Instructions for the task:
Each record that follows must be reproduced exactly.

Data shown:
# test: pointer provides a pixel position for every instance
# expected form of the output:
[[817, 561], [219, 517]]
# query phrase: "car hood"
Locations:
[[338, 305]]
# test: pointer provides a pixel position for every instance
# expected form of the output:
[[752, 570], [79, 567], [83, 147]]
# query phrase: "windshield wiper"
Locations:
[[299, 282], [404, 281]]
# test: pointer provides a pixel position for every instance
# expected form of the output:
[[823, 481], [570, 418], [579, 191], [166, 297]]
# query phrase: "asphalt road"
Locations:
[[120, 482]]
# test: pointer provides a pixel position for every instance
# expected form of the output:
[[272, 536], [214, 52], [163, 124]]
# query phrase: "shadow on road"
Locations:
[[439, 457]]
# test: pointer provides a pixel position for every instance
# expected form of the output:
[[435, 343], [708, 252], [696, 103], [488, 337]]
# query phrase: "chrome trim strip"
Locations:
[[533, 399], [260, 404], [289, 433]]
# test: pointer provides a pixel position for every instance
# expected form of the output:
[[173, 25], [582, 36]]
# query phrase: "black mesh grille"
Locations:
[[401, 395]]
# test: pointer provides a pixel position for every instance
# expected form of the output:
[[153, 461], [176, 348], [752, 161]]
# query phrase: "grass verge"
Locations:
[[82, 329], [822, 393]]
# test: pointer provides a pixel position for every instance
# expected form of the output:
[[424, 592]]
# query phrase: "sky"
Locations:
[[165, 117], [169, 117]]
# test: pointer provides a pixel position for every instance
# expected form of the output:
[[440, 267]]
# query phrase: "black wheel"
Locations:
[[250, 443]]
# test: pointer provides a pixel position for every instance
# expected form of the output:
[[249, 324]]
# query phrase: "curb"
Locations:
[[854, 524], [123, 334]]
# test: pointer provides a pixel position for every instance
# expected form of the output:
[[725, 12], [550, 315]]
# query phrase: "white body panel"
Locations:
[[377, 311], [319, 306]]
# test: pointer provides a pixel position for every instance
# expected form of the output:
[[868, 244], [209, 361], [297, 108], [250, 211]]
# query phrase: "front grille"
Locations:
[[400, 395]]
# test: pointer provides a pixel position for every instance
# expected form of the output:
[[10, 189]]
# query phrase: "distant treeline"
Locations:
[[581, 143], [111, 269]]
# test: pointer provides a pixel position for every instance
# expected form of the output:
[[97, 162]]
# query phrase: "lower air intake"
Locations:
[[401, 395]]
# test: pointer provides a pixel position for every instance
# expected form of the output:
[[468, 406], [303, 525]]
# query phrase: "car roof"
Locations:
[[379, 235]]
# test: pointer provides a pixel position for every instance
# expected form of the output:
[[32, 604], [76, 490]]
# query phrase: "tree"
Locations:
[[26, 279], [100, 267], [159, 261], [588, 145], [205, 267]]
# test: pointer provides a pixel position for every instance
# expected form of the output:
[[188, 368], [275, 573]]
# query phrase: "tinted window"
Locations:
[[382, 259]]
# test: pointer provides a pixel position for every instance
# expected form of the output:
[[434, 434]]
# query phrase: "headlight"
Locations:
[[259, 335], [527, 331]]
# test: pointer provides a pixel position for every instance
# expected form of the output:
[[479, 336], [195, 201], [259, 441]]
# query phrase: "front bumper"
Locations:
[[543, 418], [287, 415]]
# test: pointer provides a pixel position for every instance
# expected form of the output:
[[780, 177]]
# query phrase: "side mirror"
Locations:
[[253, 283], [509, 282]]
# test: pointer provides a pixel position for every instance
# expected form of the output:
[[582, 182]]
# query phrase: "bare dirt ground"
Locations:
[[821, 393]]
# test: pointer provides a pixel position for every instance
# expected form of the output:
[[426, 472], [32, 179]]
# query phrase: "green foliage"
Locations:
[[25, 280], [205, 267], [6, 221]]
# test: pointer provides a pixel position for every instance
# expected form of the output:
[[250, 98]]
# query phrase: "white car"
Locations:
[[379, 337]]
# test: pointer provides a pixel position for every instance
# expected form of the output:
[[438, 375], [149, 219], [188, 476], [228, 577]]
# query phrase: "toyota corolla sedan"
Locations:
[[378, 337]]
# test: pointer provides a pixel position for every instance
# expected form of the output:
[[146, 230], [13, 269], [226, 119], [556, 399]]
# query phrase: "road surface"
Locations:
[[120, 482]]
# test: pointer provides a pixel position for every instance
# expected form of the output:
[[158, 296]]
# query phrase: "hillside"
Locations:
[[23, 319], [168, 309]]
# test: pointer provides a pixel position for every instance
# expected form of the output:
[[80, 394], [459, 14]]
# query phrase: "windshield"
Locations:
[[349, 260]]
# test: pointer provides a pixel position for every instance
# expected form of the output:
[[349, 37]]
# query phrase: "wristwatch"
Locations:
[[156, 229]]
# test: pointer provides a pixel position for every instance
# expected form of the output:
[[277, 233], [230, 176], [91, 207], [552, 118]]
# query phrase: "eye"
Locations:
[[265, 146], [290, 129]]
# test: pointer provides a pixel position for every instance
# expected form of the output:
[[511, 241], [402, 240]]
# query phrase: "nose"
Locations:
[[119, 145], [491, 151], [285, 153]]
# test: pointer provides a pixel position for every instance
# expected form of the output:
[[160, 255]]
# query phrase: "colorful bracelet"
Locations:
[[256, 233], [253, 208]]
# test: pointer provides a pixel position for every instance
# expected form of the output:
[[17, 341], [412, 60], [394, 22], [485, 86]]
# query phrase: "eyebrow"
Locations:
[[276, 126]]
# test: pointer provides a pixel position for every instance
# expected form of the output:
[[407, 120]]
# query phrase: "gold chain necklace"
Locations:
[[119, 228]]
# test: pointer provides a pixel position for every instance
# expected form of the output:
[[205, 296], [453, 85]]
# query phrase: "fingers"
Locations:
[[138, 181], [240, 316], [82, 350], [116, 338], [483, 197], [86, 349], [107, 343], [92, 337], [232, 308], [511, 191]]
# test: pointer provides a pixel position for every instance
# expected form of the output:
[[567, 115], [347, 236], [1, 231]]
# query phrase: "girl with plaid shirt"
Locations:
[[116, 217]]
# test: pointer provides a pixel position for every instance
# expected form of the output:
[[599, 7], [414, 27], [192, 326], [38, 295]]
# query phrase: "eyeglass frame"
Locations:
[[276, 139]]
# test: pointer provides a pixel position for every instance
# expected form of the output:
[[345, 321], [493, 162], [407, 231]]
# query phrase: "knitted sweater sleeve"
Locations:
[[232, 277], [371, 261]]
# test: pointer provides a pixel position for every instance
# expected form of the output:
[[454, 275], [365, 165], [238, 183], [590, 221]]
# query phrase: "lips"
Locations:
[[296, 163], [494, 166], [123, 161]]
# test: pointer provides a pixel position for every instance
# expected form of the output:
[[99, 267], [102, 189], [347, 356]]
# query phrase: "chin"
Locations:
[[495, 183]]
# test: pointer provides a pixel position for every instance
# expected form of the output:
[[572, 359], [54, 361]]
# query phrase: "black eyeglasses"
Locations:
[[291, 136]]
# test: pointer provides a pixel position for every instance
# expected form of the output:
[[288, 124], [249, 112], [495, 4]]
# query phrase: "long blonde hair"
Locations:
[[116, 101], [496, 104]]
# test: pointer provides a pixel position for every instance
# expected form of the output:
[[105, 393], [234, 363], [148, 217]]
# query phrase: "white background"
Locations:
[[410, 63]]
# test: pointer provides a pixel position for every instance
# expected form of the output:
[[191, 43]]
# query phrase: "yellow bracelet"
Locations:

Answer to this exercise:
# test: pointer provides a pixel position for every instance
# expected form of the output:
[[817, 561], [219, 517]]
# query phrase: "car hood"
Locations:
[[338, 305]]
# test: pointer provides a pixel position for every instance
# expected form of the output:
[[752, 570], [79, 567], [83, 147]]
# query phrase: "windshield wiper"
Locations:
[[299, 282], [404, 281]]
# test: pointer provides a pixel position for every instance
# expected form of the output:
[[823, 481], [570, 418], [579, 191], [166, 297]]
# query phrase: "asphalt road"
Locations:
[[120, 482]]
# test: pointer provides a pixel position for every instance
# expected form of the output:
[[272, 536], [214, 52], [163, 124]]
# query phrase: "shadow on road"
Locations:
[[439, 457]]
# test: pointer provides a pixel position for every instance
# expected form of the output:
[[435, 343], [708, 252], [696, 103], [488, 337]]
# query phrase: "chrome trim strip"
Locations:
[[533, 399], [260, 404], [289, 433]]
# test: pointer provides a pixel position for every instance
# expected form of the output:
[[173, 25], [582, 36]]
# query phrase: "black mesh grille"
Locations:
[[401, 395]]
# test: pointer provides a pixel position for every instance
# expected form of the output:
[[153, 461], [176, 348], [752, 161]]
# query phrase: "grass verge"
Locations:
[[82, 329], [822, 393]]
# test: pointer provides a pixel position for every instance
# expected form of the output:
[[424, 592]]
# query phrase: "sky"
Locations:
[[165, 117], [169, 117]]
# test: pointer provides a pixel position for every instance
# expected form of the output:
[[440, 267]]
# query phrase: "black wheel"
Locations:
[[250, 443]]
# test: pointer provides a pixel position for every instance
# expected form of the output:
[[249, 324]]
# query phrase: "curb"
Locations:
[[854, 524], [123, 334]]
# test: pointer provides a pixel position for every instance
# expected form of the output:
[[725, 12], [550, 315]]
# query phrase: "white body panel"
Locations:
[[377, 311], [319, 306]]
# test: pointer provides a pixel position for every instance
# expected form of the output:
[[868, 244], [209, 361], [297, 108], [250, 211]]
# query phrase: "front grille"
Locations:
[[400, 395]]
# test: pointer provides a pixel position for every instance
# expected form of the output:
[[10, 189]]
# query phrase: "distant treeline"
Locations:
[[581, 143], [111, 269]]
# test: pointer provides a pixel position for every instance
# expected form of the output:
[[97, 162]]
# query phrase: "lower air intake"
Locations:
[[401, 395]]
# test: pointer provides a pixel position for every instance
# expected form of the output:
[[468, 406], [303, 525]]
# query phrase: "car roof"
Locations:
[[379, 235]]
# test: pointer provides a pixel position for every instance
# expected form of the output:
[[32, 604], [76, 490]]
# query phrase: "tree"
Locations:
[[26, 279], [100, 267], [159, 261], [588, 145], [205, 267]]
# test: pointer provides a pixel position for every instance
# expected form of the output:
[[188, 368], [275, 573]]
# query phrase: "tinted window"
Locations:
[[382, 259]]
# test: pointer provides a pixel position for every instance
# expected form of the output:
[[434, 434]]
# query phrase: "headlight"
Locations:
[[259, 335], [527, 331]]
# test: pointer provides a pixel position for every instance
# expected form of the output:
[[479, 336], [195, 201], [259, 441]]
# query phrase: "front bumper"
Locations:
[[543, 418], [287, 415]]
# test: pointer provides a pixel position for every instance
# expected form of the output:
[[780, 177]]
# query phrase: "side mirror"
Locations:
[[253, 283], [509, 282]]
# test: pointer provides a pixel position for every instance
# expected form of the output:
[[582, 182]]
# query phrase: "bare dirt ground"
Locations:
[[821, 393]]
# test: pointer provides a pixel position for every instance
# expected form of the output:
[[426, 472], [32, 179]]
# query phrase: "green foliage"
Locations:
[[25, 280], [205, 267], [6, 221]]
# test: pointer provides a pixel position for every instance
# expected form of the output:
[[250, 98]]
# query phrase: "white car"
Locations:
[[379, 337]]
# test: pointer provides a pixel position for every instance
# expected form of the output:
[[438, 375], [149, 219], [188, 476], [228, 577]]
# query phrase: "toyota corolla sedan"
Locations:
[[378, 337]]
# test: pointer provides a pixel position for every instance
# expected form of the output:
[[146, 230], [13, 269], [226, 119], [556, 399]]
# query phrase: "road surface"
Locations:
[[120, 482]]
# test: pointer provides a pixel position for every instance
# expected form of the output:
[[158, 296]]
# query phrase: "hillside"
Locations:
[[23, 319], [168, 309]]
# test: pointer provides a pixel position for every instance
# expected form of the output:
[[80, 394], [459, 14]]
# query phrase: "windshield"
Locations:
[[349, 260]]
# test: pointer provides a pixel position for every instance
# expected form of the output:
[[349, 37]]
# query phrase: "wristwatch"
Locations:
[[156, 229]]
# test: pointer provides a pixel position for every instance
# expected form of the output:
[[277, 233], [230, 176], [91, 207], [552, 118]]
# query phrase: "eye"
Locations:
[[265, 146], [290, 129]]
# test: pointer provides a pixel position for every instance
# expected form of the output:
[[511, 241], [402, 240]]
# query phrase: "nose"
Locations:
[[119, 145], [491, 151], [285, 153]]
# test: pointer provides a pixel position for every instance
# expected form of the output:
[[160, 255]]
# query phrase: "colorful bracelet"
Locations:
[[256, 233], [253, 208]]
# test: pointer provides a pixel position for every instance
# expected form of the output:
[[17, 341], [412, 60], [394, 22], [485, 86]]
# query phrase: "eyebrow"
Locations:
[[276, 126]]
# test: pointer provides a pixel position for every instance
# expected form of the output:
[[407, 120]]
# query phrase: "gold chain necklace"
Locations:
[[119, 228]]
# test: pointer provides a pixel position for every instance
# expected form of the output:
[[205, 296], [453, 85]]
# query phrase: "fingers"
Locations:
[[138, 181], [240, 316], [82, 350], [116, 338], [483, 197], [86, 349], [107, 343], [92, 337], [232, 308], [511, 191]]
# test: pointer provides a pixel position for every instance
# expected form of the output:
[[567, 115], [347, 236], [1, 231]]
# query phrase: "girl with plaid shirt"
Locations:
[[116, 217]]
# test: pointer provides a pixel position for every instance
# expected form of the output:
[[599, 7], [414, 27], [192, 326], [38, 295]]
# query phrase: "eyeglass frame"
Locations:
[[276, 139]]
# test: pointer provides a pixel position for every instance
# expected form of the output:
[[345, 321], [493, 162], [407, 231]]
# query phrase: "knitted sweater sleeve"
Locations:
[[232, 277], [371, 261]]
# test: pointer provides a pixel position for every instance
# expected form of the output:
[[454, 275], [365, 165], [238, 183], [590, 221]]
# query phrase: "lips"
Locations:
[[296, 163], [494, 166], [123, 161]]
# test: pointer provides a pixel position for every instance
# expected form of the output:
[[99, 267], [102, 189], [347, 356]]
# query phrase: "chin"
Locations:
[[495, 183]]
# test: pointer provides a pixel position for every instance
# expected form of the output:
[[572, 359], [54, 361]]
# query phrase: "black eyeglasses"
Locations:
[[291, 136]]
# test: pointer provides a pixel position for every instance
# expected form of the output:
[[288, 124], [249, 112], [495, 4]]
# query phrase: "long blonde hair"
Locations:
[[116, 101], [496, 104]]
# test: pointer provides a pixel position for every instance
# expected form of the output:
[[105, 393], [234, 363], [148, 217]]
# query phrase: "white background"
Locations:
[[410, 63]]
# test: pointer provides a pixel position for every instance
# expected form of the output:
[[191, 43]]
# query phrase: "yellow bracelet"
Locations:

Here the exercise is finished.